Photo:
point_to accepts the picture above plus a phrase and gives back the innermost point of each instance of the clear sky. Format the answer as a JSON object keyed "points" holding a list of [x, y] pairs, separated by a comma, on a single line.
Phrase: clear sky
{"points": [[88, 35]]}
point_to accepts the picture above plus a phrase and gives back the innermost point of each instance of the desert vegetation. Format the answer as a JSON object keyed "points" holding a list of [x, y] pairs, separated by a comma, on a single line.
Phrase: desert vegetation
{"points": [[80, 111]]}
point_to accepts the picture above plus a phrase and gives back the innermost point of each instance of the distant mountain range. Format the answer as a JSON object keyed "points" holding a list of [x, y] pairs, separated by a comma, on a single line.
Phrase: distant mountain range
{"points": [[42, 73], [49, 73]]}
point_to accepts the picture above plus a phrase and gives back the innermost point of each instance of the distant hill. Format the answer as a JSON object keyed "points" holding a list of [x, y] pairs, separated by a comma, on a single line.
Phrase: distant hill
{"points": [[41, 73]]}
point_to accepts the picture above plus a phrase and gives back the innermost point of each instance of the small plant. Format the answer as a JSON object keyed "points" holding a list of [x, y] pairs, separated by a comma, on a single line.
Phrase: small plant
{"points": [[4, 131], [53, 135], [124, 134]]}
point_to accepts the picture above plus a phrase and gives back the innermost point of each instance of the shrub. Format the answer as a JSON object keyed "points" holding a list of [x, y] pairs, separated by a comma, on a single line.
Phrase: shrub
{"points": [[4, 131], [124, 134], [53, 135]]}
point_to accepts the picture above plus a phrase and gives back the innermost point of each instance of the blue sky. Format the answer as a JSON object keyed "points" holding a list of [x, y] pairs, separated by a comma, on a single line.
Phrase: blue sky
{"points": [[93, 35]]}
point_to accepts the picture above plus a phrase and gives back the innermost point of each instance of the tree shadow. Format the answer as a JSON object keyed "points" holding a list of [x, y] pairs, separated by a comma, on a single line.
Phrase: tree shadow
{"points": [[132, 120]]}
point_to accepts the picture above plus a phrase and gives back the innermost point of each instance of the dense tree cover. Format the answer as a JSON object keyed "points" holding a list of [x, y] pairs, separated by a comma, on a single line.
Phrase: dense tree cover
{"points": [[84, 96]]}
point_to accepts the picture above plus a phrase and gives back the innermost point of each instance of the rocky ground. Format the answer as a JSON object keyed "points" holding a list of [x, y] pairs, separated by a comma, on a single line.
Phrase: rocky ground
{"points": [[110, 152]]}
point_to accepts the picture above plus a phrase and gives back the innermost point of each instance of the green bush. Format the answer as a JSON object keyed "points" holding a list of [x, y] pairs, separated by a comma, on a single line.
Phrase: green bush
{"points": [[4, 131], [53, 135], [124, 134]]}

------------------------------------------------

- _What is required_: Output, from the data above, the lines from the line with "Phrase: dense tree cover" to the line with "of the green" exactly as they stand, both ends included and nothing else.

- _Response area_:
Phrase: dense tree cover
{"points": [[84, 96]]}
point_to accepts the picture above plus a phrase and gives back the innermost point of each instance of the rocky ground. Format the answer as a JSON object keyed "points" holding a list of [x, y] pairs, separated by a comma, on a single line.
Phrase: rocky ground
{"points": [[110, 152]]}
point_to accepts the picture above plus a phrase and gives back the innermost point of each instance of the green bush. Format the answer as a JSON object keyed "points" holding a list of [x, y] pairs, separated by a comma, on a single line.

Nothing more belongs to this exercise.